● **Selected passage**
====
When visiting the park, look for six dark gray medallions embedded in the lighter gray cement of the walkway. The medallions are located near the entrances to the park. Each medallion commemorates one of the six historical events in which Saint Vincent’s Hospital played a unique role.

One medallion pays tribute to the Sisters of Charity of New York who founded the hospital in 1849. The remaining five plaques are dedicated to major events in the history of New York City and Saint Vincent’s Hospital’s role in each event.

  • Cholera Epidemic – 1849
  • Triangle Shirtwaist Factory Fire – 1911
  • Treatment of Steerage Survivors of the Titanic – 1912
  • Opening of the first and largest AIDS ward on the east coast – 1984
  • Initial triage hospital following the terrorist attacks on The World Trade Center – September 11, 2001

–Sister Miriam Kevin Phillips

4 Responses to Saint Vincent’s Hospital Memorial

  1. Peter Pasley, MD December 28, 2015 at 9:55 pm #

    God Bless Saint Vincent’s and all the fantastic and dedicated staff that worked there.

  2. Jacqueline C. Perez December 31, 2015 at 9:45 am #

    Gone but not forgotten by those of us who had the privilege to serve the many patients who walked through its doors, were born and died there. While the media does not share this good news to the world, God knows and smiles. Greed and corruption is overpowered by goodness, compassion and love. JCP

  3. Kathleen Pasley December 31, 2015 at 3:03 pm #

    It was a terrible tragedy to lose such a vibrant and historical testament to the healing arts, based on the principles of selfless giving. The memorial sounds like a perfect tribute to such a special place.

  4. Jayne Rivas January 1, 2016 at 10:23 pm #

    I will never come to terms with the fact that this wonderful place, such a huge part of my life from my teenage years through my entire career as a physician, has closed. Something awful has happened, and our city is so much the worse for it.
====
● **Stored records**
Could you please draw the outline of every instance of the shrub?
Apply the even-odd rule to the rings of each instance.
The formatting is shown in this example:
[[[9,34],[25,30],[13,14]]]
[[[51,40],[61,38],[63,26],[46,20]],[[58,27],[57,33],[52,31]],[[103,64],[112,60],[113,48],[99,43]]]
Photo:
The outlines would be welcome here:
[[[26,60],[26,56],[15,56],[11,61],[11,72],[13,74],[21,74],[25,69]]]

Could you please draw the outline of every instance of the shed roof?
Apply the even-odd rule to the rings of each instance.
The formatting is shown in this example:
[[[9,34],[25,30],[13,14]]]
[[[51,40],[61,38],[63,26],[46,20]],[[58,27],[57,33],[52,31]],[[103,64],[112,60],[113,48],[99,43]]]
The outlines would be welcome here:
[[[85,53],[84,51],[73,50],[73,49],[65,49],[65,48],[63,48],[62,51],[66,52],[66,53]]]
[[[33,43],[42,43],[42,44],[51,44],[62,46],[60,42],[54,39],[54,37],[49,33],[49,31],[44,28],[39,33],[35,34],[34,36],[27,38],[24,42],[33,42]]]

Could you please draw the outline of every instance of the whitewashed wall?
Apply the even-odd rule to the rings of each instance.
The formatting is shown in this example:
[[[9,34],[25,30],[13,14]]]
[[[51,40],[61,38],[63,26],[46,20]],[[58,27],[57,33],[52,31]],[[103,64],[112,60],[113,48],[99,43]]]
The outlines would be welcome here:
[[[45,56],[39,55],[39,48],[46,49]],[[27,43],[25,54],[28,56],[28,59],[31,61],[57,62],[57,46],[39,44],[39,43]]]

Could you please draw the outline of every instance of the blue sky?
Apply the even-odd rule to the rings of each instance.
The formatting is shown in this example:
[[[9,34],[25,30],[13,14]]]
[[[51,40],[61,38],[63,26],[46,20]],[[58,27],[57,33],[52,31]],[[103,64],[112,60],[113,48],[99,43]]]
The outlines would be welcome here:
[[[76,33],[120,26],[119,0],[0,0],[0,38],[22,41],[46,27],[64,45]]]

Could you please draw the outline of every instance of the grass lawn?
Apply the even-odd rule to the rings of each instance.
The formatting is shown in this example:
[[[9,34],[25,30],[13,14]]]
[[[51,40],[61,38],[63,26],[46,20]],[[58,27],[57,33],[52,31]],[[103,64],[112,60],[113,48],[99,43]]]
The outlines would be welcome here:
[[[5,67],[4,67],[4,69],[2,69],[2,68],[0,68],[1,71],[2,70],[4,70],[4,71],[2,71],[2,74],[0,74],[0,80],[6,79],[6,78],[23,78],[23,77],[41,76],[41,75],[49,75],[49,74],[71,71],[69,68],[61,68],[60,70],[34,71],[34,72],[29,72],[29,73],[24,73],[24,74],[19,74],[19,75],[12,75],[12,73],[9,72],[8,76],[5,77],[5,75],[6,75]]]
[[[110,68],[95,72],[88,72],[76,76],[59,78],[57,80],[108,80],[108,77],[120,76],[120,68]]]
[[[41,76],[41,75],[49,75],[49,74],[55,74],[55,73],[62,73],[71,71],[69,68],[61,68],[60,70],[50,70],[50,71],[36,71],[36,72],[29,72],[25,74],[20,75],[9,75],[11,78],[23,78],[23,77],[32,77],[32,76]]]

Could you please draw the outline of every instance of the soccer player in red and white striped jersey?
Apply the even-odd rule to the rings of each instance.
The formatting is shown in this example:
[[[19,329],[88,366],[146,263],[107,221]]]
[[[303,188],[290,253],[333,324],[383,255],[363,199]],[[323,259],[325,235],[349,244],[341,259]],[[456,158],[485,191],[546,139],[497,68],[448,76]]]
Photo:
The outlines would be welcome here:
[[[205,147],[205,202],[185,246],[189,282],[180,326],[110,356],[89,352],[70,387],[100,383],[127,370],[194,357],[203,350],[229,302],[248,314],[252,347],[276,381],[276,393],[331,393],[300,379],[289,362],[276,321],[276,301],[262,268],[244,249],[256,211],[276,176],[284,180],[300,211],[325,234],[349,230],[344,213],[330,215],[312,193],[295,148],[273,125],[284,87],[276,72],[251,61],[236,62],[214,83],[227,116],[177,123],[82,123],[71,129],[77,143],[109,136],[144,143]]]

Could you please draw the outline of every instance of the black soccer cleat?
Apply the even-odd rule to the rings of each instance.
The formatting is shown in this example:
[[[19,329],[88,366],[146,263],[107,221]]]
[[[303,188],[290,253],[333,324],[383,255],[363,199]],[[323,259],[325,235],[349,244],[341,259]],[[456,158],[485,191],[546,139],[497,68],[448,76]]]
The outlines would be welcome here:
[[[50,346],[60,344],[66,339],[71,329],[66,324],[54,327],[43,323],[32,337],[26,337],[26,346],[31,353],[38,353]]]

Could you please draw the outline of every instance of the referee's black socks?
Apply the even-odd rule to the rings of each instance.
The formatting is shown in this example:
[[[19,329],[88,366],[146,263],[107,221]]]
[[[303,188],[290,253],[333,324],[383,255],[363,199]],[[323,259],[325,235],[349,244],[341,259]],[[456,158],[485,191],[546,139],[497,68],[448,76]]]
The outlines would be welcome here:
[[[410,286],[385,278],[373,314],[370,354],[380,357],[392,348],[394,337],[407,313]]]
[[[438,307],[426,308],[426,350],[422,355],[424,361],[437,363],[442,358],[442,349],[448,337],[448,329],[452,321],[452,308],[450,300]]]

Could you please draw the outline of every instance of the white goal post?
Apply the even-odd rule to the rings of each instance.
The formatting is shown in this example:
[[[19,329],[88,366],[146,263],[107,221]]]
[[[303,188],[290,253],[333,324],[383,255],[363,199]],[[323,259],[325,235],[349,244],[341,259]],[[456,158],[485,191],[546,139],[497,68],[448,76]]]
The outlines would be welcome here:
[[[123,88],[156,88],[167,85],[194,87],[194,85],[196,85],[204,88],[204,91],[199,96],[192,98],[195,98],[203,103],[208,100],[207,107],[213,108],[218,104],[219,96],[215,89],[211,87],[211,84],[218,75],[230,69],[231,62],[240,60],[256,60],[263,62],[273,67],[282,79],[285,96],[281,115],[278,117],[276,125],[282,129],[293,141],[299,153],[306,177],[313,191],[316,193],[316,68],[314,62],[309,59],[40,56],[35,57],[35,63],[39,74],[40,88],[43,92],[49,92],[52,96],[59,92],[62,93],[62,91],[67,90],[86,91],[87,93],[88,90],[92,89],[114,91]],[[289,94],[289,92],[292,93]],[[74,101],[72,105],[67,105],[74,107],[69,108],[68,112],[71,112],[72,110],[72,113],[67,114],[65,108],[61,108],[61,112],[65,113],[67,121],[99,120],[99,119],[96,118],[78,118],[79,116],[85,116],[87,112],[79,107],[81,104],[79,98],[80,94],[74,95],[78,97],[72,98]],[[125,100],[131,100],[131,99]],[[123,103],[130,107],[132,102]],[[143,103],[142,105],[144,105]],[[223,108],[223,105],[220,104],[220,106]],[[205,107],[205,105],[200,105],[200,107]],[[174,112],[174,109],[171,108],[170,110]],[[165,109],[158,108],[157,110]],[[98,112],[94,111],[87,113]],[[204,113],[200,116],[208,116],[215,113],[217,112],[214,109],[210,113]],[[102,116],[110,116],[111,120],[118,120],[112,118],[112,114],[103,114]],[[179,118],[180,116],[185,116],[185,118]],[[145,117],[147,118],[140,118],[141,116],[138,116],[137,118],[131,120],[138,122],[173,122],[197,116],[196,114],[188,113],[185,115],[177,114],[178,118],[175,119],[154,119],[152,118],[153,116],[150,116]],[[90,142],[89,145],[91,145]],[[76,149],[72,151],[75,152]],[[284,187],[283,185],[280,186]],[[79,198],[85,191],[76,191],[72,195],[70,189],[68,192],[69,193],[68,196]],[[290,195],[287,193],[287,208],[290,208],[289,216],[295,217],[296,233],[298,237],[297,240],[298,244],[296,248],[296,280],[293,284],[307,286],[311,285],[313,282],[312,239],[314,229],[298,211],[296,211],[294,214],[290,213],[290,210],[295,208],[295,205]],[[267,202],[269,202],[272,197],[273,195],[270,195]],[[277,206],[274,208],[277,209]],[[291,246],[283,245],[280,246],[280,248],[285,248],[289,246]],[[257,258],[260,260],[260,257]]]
====
● **About this exercise**
Please reproduce the Saint Vincent's Hospital memorial passage word for word, from "2. Jacqueline C." up to and including "a special place.".

● **Task solution**
2. Jacqueline C. Perez December 31, 2015 at 9:45 am #

    Gone but not forgotten by those of us who had the privilege to serve the many patients who walked through its doors, were born and died there. While the media does not share this good news to the world, God knows and smiles. Greed and corruption is overpowered by goodness, compassion and love. JCP

  3. Kathleen Pasley December 31, 2015 at 3:03 pm #

    It was a terrible tragedy to lose such a vibrant and historical testament to the healing arts, based on the principles of selfless giving. The memorial sounds like a perfect tribute to such a special place.